[Extracted data entries]
----

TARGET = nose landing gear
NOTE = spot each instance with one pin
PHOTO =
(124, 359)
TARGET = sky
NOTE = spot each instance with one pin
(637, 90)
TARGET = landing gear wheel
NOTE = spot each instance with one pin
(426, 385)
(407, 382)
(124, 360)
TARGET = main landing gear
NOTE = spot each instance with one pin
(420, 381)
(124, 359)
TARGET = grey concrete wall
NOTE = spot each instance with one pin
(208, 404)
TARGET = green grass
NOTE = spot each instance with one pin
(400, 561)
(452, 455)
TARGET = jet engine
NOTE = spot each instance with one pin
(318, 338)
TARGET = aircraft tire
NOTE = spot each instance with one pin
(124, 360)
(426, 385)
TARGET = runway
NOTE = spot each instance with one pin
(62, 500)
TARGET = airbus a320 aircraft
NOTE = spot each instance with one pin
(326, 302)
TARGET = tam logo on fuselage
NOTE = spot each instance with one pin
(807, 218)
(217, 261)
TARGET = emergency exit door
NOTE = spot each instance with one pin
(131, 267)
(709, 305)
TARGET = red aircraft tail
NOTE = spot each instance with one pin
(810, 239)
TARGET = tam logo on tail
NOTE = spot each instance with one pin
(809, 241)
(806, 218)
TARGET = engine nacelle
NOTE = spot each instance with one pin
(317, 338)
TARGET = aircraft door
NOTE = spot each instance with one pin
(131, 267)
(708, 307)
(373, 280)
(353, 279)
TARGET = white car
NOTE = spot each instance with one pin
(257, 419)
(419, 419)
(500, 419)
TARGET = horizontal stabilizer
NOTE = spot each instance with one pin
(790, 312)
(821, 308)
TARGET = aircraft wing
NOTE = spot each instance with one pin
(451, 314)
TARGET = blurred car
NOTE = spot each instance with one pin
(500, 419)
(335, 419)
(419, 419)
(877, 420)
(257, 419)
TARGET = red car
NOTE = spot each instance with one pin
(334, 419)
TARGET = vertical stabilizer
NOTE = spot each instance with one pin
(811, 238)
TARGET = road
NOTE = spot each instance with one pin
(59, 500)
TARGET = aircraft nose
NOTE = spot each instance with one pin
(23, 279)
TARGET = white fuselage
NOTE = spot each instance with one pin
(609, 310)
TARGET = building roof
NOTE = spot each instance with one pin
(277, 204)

----

» Work required: Give the material above as a JSON list of strings, one string per line, with blank lines left out.

» Result of this task:
[
  "TARGET = nose landing gear",
  "NOTE = spot each instance with one pin",
  "PHOTO =",
  "(124, 359)",
  "TARGET = sky",
  "NOTE = spot each instance with one pin",
  "(637, 90)",
  "TARGET = landing gear wheel",
  "NOTE = spot each instance with one pin",
  "(426, 385)",
  "(407, 382)",
  "(124, 360)",
  "TARGET = main landing gear",
  "NOTE = spot each instance with one pin",
  "(420, 381)",
  "(124, 359)",
  "TARGET = grey concrete wall",
  "NOTE = spot each instance with one pin",
  "(208, 404)",
  "TARGET = green grass",
  "NOTE = spot each instance with one pin",
  "(400, 561)",
  "(452, 455)",
  "TARGET = jet engine",
  "NOTE = spot each instance with one pin",
  "(318, 338)",
  "TARGET = aircraft tire",
  "NOTE = spot each instance with one pin",
  "(124, 360)",
  "(426, 385)",
  "TARGET = runway",
  "NOTE = spot each instance with one pin",
  "(62, 500)",
  "TARGET = airbus a320 aircraft",
  "NOTE = spot each instance with one pin",
  "(326, 302)",
  "TARGET = tam logo on fuselage",
  "NOTE = spot each instance with one pin",
  "(807, 218)",
  "(217, 261)",
  "TARGET = emergency exit door",
  "NOTE = spot each instance with one pin",
  "(131, 267)",
  "(709, 305)",
  "TARGET = red aircraft tail",
  "NOTE = spot each instance with one pin",
  "(810, 239)",
  "TARGET = tam logo on tail",
  "NOTE = spot each instance with one pin",
  "(809, 241)",
  "(806, 218)",
  "TARGET = engine nacelle",
  "NOTE = spot each instance with one pin",
  "(317, 338)",
  "TARGET = aircraft door",
  "NOTE = spot each instance with one pin",
  "(131, 267)",
  "(708, 307)",
  "(373, 280)",
  "(353, 279)",
  "TARGET = white car",
  "NOTE = spot each instance with one pin",
  "(257, 419)",
  "(419, 419)",
  "(500, 419)",
  "TARGET = horizontal stabilizer",
  "NOTE = spot each instance with one pin",
  "(790, 312)",
  "(821, 308)",
  "TARGET = aircraft wing",
  "NOTE = spot each instance with one pin",
  "(451, 314)",
  "TARGET = blurred car",
  "NOTE = spot each instance with one pin",
  "(500, 419)",
  "(335, 419)",
  "(419, 419)",
  "(877, 420)",
  "(257, 419)",
  "TARGET = red car",
  "NOTE = spot each instance with one pin",
  "(334, 419)",
  "TARGET = vertical stabilizer",
  "NOTE = spot each instance with one pin",
  "(811, 238)",
  "TARGET = road",
  "NOTE = spot each instance with one pin",
  "(59, 500)",
  "TARGET = aircraft nose",
  "NOTE = spot each instance with one pin",
  "(23, 279)",
  "TARGET = white fuselage",
  "NOTE = spot each instance with one pin",
  "(609, 310)",
  "TARGET = building roof",
  "NOTE = spot each instance with one pin",
  "(277, 204)"
]